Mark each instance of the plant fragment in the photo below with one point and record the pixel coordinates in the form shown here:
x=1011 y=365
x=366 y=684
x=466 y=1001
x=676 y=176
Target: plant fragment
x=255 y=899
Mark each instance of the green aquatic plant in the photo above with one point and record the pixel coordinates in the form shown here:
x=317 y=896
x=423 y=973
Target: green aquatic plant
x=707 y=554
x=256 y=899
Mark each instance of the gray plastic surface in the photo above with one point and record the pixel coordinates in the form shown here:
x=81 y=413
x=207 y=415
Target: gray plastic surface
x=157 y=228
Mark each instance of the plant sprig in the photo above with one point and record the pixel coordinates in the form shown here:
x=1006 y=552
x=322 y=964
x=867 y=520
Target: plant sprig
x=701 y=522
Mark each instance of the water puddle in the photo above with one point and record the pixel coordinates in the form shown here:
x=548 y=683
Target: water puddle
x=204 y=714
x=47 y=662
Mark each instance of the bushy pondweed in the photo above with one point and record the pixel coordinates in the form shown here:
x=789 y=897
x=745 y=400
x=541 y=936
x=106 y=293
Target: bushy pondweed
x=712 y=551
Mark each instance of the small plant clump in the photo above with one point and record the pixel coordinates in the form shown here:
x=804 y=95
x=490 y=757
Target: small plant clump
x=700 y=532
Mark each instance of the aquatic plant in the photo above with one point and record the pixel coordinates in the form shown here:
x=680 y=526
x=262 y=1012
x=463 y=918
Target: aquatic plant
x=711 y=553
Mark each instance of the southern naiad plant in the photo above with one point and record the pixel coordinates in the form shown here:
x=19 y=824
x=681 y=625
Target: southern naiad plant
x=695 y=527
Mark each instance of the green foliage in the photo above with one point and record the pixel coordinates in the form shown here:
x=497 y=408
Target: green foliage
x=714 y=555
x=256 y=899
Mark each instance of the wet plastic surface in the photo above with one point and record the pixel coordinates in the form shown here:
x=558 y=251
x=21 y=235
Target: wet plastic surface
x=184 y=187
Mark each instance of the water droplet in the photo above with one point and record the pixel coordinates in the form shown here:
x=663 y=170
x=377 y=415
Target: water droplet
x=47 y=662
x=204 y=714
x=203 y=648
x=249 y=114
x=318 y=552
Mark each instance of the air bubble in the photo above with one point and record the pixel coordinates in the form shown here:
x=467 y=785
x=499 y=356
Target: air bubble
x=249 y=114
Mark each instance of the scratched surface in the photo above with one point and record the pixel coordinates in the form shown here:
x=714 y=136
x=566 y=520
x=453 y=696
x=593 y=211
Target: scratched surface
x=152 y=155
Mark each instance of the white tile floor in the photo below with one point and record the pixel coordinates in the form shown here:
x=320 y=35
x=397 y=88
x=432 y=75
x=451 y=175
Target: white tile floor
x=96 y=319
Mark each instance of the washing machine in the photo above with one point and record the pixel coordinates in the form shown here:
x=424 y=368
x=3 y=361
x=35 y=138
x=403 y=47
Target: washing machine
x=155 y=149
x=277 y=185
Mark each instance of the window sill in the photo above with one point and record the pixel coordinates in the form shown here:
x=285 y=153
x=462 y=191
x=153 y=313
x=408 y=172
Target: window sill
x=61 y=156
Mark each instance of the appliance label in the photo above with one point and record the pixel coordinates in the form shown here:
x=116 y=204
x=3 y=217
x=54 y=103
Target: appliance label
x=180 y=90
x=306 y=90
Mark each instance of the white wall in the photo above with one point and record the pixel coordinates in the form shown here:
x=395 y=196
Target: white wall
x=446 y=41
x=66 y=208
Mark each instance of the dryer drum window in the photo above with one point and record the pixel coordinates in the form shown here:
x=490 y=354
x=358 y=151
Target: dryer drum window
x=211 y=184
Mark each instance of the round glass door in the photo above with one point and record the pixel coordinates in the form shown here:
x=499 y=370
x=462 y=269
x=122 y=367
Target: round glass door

_WRITTEN INSTRUCTION_
Lay out the records from their start through the line containing "x=711 y=553" (including that line) as a Markdown table with columns Number and Entry. Give each non-blank line its own row, numbered in order, and leave blank lines out.

_FINISHED EXERCISE_
| Number | Entry |
|---|---|
| 1 | Mark each instance of the plant fragment in the photo below with one point and record the pixel coordinates in the form shown here: |
| 2 | x=1011 y=365 |
| 3 | x=366 y=684 |
| 4 | x=466 y=1001 |
| 5 | x=676 y=176 |
| 6 | Target: plant fragment |
| 7 | x=255 y=899 |
| 8 | Mark each instance of the green aquatic plant in the photo above with one point and record the pixel coordinates in the form shown here: |
| 9 | x=317 y=896 |
| 10 | x=423 y=973 |
| 11 | Target: green aquatic plant |
| 12 | x=707 y=554 |
| 13 | x=256 y=899 |
| 14 | Mark each instance of the gray plastic surface in the photo above with one point and record the pixel coordinates in the form shown here: |
| 15 | x=81 y=413 |
| 16 | x=207 y=415 |
| 17 | Target: gray plastic surface |
| 18 | x=157 y=228 |
| 19 | Mark each instance of the plant sprig in the photo above with one point and record the pixel coordinates in the form shown here: |
| 20 | x=1006 y=552 |
| 21 | x=322 y=964 |
| 22 | x=867 y=520 |
| 23 | Target: plant sprig |
| 24 | x=701 y=522 |
| 25 | Mark each instance of the water puddle in the photo above with one point and record the pixel coordinates in the form shown here: |
| 26 | x=548 y=683 |
| 27 | Target: water puddle |
| 28 | x=204 y=714 |
| 29 | x=47 y=662 |
| 30 | Mark each instance of the bushy pondweed in the photo above with one point and record the pixel coordinates in the form shown here: |
| 31 | x=789 y=897 |
| 32 | x=745 y=400 |
| 33 | x=541 y=936 |
| 34 | x=106 y=293 |
| 35 | Target: bushy pondweed |
| 36 | x=712 y=551 |
| 37 | Mark each instance of the small plant clump in the photo above with one point and record the pixel coordinates in the form shown here: |
| 38 | x=804 y=95 |
| 39 | x=490 y=757 |
| 40 | Target: small plant clump |
| 41 | x=700 y=532 |
| 42 | Mark each instance of the aquatic plant in the photo above with one point and record the pixel coordinates in the form shown here: |
| 43 | x=680 y=526 |
| 44 | x=262 y=1012 |
| 45 | x=463 y=918 |
| 46 | Target: aquatic plant |
| 47 | x=711 y=553 |